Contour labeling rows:
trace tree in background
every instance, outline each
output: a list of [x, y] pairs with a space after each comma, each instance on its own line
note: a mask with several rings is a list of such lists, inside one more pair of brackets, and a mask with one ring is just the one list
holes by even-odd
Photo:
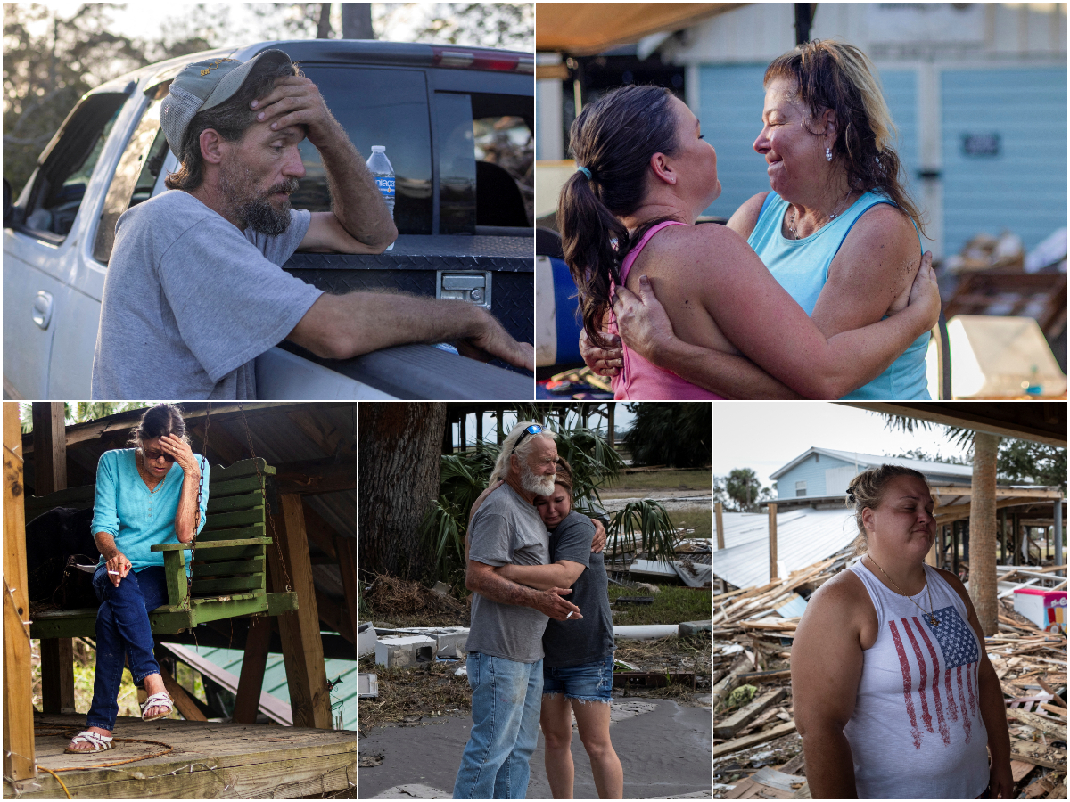
[[624, 435], [633, 465], [703, 467], [709, 464], [713, 427], [708, 403], [626, 404], [636, 418]]
[[421, 522], [439, 497], [443, 403], [362, 403], [361, 570], [423, 579], [431, 555]]

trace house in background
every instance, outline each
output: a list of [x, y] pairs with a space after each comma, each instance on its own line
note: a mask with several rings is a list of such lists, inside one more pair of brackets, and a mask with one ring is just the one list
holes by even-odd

- [What the exercise asks]
Update the rows above by swapping "outline each" for "trace each one" everywhere and keeping every other word the same. Omit the pictures from your answer.

- [Final result]
trace tree in background
every instance, trace each one
output: a list of [x, y] pairs with a space after each comma, each instance on its own line
note: a mask with several rings is a list of such lists, inside one more pair of brackets, and a mask with one ring is just the one list
holes by even-odd
Photo:
[[624, 435], [633, 465], [703, 467], [709, 464], [713, 427], [708, 403], [626, 404], [636, 418]]
[[421, 522], [439, 497], [443, 403], [362, 403], [361, 570], [423, 579], [431, 555]]

trace house in background
every instance, trace each one
output: a list of [x, y] pairs with a space after each comma, each instance on its own line
note: a mask with several rings is a list of such lists, inside one more pair of brackets, and a mask with one ring is just the one list
holes by even-odd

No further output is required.